## STATED PROBLEM
Reproduce verbatim the final portion of the material below, from the line containing "Could you point out the ice chunk" through its last line, and nothing else.

## PROVIDED ENTRIES
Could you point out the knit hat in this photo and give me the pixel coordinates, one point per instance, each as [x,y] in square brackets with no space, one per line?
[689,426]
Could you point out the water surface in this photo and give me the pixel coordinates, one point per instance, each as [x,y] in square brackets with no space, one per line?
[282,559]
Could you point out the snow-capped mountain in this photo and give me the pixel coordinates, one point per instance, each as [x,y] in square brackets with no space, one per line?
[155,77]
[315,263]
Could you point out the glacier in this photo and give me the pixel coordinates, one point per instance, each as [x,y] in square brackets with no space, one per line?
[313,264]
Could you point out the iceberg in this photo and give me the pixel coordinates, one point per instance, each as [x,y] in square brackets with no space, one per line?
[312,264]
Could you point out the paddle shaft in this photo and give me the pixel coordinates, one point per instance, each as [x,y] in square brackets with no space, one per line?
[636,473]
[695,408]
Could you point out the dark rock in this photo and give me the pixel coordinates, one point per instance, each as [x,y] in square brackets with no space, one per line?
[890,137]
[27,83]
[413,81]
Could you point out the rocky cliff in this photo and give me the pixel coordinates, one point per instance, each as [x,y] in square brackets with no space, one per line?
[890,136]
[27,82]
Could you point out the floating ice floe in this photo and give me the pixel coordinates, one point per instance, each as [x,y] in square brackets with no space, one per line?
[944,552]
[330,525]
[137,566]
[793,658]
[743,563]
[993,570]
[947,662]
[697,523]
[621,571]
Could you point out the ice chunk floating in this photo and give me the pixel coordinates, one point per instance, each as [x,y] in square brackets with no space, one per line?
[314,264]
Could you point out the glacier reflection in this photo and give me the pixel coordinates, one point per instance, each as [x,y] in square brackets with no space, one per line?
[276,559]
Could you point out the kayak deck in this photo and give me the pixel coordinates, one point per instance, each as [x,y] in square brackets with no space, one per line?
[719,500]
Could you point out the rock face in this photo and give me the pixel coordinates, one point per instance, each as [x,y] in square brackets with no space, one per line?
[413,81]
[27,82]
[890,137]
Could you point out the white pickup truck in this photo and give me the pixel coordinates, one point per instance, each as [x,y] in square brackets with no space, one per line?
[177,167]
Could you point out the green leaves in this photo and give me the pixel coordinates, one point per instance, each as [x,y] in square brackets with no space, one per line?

## EXERCISE SOLUTION
Could you point out the ice chunk floating in this photo and give me the pixel coordinates, one point per instance, each as [x,y] in square brackets with no space, one per line?
[314,264]
Could you point out the glacier reflection in this photo and give me the pixel coordinates, one point per instance, each as [x,y] in square brackets with no space, one per line?
[276,559]
Could you point out the kayak deck in this photo and give me the pixel coordinates, one point per instance, each as [x,y] in square brackets with no space, one per line?
[719,500]
Could you point out the rock face in this photo and give me the pixel coordinates, one point per instance, each as [x,y] in square brackets with no space, one per line?
[413,81]
[27,82]
[890,137]
Could you point out the white pickup truck in this photo and give me the pixel coordinates, one point per instance, each as [x,y] in square brackets with no space, one per line?
[177,167]
Could you point out the green leaves in this photo and give me the pixel coordinates, one point per instance, each as [x,y] in square brackets with no space, one per line?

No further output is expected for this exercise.